Only an exact repetition of the lines from the one that holds "If you could pick out the bird" to the end of the records is wanted.

======== STUDY MATERIAL ========

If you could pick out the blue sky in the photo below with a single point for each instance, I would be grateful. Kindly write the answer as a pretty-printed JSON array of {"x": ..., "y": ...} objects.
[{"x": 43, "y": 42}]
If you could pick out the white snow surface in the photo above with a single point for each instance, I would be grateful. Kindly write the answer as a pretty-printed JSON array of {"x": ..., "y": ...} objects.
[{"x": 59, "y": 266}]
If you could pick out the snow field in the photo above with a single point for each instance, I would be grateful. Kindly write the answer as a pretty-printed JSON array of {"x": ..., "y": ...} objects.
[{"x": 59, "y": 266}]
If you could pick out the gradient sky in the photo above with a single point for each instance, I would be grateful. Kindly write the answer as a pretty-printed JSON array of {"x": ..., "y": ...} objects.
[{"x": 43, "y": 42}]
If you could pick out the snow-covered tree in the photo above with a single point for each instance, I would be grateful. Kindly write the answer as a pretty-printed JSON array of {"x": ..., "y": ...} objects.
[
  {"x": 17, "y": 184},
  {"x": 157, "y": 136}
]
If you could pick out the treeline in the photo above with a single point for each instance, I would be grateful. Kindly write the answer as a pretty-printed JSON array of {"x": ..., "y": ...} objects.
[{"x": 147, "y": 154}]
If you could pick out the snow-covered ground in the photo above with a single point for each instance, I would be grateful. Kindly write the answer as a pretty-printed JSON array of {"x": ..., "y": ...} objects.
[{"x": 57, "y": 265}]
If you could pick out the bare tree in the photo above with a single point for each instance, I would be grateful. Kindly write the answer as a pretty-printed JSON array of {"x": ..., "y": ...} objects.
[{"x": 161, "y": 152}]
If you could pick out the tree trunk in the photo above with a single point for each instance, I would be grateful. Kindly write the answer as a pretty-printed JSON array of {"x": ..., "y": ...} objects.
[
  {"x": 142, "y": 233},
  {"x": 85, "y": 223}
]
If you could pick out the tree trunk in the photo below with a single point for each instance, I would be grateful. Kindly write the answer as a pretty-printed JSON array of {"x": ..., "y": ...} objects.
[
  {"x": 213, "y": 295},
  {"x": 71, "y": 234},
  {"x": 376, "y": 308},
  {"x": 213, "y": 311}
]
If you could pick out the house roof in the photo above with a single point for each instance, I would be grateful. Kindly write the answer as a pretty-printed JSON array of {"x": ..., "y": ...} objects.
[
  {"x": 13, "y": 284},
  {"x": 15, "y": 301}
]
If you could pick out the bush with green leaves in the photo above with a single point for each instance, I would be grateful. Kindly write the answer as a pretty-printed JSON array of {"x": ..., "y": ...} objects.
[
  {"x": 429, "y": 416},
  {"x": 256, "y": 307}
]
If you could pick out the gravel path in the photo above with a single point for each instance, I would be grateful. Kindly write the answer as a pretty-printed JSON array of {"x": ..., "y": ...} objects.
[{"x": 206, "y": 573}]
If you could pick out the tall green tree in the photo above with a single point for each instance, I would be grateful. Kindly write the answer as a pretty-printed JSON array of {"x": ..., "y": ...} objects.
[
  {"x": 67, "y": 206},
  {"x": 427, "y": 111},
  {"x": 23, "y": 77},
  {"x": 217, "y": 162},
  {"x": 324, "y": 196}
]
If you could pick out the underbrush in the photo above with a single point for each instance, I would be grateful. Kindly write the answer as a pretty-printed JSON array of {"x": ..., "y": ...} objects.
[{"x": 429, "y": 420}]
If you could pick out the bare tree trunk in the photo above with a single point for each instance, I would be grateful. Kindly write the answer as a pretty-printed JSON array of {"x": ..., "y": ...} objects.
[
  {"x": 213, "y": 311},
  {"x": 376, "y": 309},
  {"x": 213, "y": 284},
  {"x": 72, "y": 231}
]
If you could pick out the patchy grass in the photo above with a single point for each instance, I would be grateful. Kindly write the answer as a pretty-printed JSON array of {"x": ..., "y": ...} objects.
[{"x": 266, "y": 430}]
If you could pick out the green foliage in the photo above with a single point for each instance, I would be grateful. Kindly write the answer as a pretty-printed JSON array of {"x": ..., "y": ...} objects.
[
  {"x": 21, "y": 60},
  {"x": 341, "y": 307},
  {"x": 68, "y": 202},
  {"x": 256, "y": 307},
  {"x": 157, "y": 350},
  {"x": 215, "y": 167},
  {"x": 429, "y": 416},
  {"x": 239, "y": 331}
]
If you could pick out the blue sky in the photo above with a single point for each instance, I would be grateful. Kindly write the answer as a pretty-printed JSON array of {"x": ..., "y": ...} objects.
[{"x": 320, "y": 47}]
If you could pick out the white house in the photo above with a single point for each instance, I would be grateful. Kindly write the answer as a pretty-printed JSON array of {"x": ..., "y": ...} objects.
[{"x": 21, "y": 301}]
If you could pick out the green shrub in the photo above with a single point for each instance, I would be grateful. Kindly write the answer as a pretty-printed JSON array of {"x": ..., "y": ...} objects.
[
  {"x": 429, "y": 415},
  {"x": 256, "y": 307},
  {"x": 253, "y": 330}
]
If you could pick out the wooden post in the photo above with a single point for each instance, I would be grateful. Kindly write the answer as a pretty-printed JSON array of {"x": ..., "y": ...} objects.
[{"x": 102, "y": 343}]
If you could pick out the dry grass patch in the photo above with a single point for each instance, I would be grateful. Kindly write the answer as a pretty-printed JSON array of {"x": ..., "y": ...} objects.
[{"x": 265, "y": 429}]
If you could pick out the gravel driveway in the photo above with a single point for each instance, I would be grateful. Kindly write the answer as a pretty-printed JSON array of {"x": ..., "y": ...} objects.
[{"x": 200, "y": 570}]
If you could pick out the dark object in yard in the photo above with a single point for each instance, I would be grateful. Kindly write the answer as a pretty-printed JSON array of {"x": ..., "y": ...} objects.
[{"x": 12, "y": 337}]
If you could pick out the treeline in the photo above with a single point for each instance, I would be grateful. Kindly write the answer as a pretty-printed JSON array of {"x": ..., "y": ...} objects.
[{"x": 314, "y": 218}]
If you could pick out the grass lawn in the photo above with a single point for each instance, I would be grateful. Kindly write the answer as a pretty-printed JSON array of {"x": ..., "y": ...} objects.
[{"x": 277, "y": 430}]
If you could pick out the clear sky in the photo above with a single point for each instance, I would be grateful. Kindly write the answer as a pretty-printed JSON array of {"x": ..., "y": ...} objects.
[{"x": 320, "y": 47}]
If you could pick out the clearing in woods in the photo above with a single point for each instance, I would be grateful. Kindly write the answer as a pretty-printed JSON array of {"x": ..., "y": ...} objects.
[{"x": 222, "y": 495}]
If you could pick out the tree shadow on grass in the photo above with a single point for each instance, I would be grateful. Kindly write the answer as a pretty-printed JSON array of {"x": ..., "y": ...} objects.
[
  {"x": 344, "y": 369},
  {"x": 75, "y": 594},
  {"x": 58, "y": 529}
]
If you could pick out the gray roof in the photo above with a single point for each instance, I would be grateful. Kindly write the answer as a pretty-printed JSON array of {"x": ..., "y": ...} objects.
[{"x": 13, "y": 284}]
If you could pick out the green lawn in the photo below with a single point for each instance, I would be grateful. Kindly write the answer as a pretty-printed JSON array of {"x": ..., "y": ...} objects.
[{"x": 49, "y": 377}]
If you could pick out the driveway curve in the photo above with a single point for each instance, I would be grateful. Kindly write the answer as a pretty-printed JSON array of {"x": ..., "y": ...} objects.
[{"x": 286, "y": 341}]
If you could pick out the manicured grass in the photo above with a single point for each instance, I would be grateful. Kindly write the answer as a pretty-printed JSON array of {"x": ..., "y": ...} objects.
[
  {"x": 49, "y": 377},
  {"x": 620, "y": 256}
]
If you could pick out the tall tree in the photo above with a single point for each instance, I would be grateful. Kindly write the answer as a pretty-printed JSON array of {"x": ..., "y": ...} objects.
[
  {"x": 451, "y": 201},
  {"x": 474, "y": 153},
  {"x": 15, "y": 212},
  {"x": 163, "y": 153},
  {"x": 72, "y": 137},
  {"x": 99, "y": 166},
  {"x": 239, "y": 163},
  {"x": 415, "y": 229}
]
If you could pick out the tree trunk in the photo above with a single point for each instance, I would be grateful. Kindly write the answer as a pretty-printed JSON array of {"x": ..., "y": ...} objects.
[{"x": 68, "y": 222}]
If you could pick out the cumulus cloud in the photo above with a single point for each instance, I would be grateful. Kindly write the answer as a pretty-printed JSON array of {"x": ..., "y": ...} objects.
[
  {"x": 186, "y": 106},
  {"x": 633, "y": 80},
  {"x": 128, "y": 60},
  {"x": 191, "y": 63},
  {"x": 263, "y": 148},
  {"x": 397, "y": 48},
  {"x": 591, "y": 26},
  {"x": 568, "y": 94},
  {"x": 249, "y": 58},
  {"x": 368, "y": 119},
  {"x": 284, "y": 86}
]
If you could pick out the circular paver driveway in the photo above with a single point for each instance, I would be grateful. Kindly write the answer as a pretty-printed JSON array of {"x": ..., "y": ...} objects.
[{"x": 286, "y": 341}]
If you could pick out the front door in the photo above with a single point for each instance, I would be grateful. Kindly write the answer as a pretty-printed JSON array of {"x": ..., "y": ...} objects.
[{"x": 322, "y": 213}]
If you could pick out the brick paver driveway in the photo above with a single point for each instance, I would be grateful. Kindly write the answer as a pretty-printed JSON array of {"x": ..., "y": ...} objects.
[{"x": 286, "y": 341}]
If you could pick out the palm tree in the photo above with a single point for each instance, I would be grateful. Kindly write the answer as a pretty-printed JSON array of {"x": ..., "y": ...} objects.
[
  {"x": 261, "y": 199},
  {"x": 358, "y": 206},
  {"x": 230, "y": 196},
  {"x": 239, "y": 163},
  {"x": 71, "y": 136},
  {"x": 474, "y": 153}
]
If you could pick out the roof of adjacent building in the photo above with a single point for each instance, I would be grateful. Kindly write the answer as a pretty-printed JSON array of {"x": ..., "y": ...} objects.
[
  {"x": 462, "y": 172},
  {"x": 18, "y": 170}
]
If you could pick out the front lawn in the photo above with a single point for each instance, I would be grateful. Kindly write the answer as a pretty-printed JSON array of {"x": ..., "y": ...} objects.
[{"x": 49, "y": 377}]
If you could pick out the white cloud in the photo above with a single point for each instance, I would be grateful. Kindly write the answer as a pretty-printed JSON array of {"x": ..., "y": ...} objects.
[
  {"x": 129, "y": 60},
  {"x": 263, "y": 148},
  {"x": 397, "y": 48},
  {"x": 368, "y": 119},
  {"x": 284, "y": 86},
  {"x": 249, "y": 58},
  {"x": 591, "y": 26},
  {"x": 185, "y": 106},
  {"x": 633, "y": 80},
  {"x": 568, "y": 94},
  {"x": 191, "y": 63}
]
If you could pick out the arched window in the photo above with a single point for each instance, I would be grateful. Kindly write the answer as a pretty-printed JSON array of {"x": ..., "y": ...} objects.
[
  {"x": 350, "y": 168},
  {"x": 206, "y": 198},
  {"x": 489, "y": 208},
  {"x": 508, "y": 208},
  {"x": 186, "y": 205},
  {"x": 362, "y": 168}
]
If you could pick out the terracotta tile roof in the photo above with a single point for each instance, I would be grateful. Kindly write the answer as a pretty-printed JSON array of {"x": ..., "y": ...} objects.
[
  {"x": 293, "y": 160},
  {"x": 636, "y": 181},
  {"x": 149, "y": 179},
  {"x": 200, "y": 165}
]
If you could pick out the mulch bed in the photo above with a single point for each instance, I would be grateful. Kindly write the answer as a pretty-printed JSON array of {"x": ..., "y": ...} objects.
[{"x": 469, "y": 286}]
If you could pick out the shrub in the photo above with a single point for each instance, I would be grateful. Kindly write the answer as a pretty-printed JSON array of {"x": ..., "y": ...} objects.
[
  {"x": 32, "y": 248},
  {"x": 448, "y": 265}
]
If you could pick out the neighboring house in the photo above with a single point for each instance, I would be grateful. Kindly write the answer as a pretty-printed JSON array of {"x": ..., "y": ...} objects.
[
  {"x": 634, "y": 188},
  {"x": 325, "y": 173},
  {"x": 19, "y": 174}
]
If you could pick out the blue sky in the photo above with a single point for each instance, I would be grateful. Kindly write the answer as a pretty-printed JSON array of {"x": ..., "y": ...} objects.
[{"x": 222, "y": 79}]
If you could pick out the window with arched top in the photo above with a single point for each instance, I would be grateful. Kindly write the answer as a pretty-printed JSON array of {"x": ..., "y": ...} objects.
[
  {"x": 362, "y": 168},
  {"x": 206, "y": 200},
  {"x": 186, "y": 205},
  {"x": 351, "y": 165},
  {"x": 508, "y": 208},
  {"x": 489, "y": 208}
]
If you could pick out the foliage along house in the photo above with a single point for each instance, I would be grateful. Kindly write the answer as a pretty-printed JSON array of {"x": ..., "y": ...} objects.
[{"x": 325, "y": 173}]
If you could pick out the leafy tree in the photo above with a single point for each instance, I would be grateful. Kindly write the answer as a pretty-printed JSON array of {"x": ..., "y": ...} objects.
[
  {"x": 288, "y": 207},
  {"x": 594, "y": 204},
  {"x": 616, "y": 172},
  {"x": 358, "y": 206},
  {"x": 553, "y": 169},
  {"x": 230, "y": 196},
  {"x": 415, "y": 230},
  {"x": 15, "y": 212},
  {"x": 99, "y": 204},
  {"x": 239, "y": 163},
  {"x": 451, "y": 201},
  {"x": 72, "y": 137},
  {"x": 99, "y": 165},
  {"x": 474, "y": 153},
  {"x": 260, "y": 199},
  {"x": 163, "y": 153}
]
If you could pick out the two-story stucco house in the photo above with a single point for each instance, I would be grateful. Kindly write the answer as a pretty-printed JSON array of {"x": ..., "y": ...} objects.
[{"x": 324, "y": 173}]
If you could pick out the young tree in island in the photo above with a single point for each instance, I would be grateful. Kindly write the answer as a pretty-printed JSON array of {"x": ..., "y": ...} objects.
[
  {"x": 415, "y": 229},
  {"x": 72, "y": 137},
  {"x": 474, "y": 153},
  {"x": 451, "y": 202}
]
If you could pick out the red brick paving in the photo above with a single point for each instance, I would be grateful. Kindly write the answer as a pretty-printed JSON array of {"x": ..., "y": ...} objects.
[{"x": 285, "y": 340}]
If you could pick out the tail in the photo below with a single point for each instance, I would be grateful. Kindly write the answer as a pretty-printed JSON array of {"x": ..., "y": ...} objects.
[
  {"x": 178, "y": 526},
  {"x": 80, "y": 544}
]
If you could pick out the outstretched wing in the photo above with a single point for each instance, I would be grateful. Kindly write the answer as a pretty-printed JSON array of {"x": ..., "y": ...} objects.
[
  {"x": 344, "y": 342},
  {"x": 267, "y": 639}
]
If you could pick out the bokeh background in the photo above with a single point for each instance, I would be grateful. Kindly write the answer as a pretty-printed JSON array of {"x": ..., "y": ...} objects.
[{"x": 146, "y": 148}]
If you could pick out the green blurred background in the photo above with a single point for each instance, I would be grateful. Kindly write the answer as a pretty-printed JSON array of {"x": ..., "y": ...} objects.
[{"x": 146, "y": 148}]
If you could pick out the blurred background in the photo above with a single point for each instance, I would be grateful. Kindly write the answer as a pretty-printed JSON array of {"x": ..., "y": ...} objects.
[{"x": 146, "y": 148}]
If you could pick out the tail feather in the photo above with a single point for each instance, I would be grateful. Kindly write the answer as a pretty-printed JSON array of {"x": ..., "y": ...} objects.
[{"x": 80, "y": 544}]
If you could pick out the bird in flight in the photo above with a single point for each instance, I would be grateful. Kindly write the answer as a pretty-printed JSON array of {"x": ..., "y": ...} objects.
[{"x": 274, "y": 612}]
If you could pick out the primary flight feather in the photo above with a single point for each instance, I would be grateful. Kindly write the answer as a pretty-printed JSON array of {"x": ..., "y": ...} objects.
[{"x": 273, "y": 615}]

========

**TASK ANSWER**.
If you could pick out the bird in flight in the photo above with a single point for each instance, I would be grateful. Kindly write the answer as a pretty-printed JSON array of {"x": ..., "y": ...} objects.
[{"x": 274, "y": 612}]
If you could pick out the primary flight feather in the photo above with a single point for each instance, I would be grateful. Kindly write the answer as a pretty-printed JSON array of {"x": ..., "y": ...} objects.
[{"x": 273, "y": 615}]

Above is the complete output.